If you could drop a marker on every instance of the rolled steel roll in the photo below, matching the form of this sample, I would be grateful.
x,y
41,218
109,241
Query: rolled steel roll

#### [Exercise]
Could you repeat the listing above with "rolled steel roll" swapped for "steel coil" and everything else left unchanged?

#### [Written solution]
If you could drop a marker on every instance of the steel coil in the photo below, matching the form of this sample, I would be grateful.
x,y
41,218
109,241
Query: steel coil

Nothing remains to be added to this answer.